*Exercise objective*
Rewrite the records below from the line containing "In the picture above, where can the flower" through the end of the records, changing "pink" to "beige" and leaving everything else as it is.

*Raw data*
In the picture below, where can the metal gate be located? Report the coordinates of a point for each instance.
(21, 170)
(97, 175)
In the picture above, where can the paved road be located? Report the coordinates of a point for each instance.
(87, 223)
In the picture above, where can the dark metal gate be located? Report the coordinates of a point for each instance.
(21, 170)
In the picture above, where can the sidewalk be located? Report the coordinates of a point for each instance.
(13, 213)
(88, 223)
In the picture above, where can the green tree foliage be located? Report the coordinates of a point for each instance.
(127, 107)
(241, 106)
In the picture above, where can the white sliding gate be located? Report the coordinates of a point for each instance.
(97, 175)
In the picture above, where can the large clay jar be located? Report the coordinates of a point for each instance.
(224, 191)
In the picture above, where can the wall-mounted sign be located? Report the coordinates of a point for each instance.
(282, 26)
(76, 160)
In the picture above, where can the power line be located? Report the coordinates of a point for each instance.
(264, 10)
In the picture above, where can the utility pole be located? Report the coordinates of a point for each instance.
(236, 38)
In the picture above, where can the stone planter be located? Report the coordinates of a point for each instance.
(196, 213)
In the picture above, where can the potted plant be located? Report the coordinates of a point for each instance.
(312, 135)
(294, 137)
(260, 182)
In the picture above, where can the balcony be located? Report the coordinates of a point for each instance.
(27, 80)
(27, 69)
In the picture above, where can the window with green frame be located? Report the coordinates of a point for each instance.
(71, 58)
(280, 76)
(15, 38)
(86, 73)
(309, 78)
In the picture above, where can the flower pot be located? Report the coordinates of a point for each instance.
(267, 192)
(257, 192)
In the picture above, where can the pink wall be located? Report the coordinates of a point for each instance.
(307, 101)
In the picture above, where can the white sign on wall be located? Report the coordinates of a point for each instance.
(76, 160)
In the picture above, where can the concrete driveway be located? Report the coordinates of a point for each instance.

*Solution to this task*
In the picture above, where can the flower pot be located? Report the coordinates of a point for each instance.
(267, 192)
(257, 192)
In the picture above, where can the beige wall be located? Report the coordinates of a point for each instance.
(307, 101)
In the picture above, where can the white sign on wall be located? Report the coordinates of a point for each instance.
(76, 160)
In the picture above, where can the concrete driveway be located? Report the coordinates of a point for each instance.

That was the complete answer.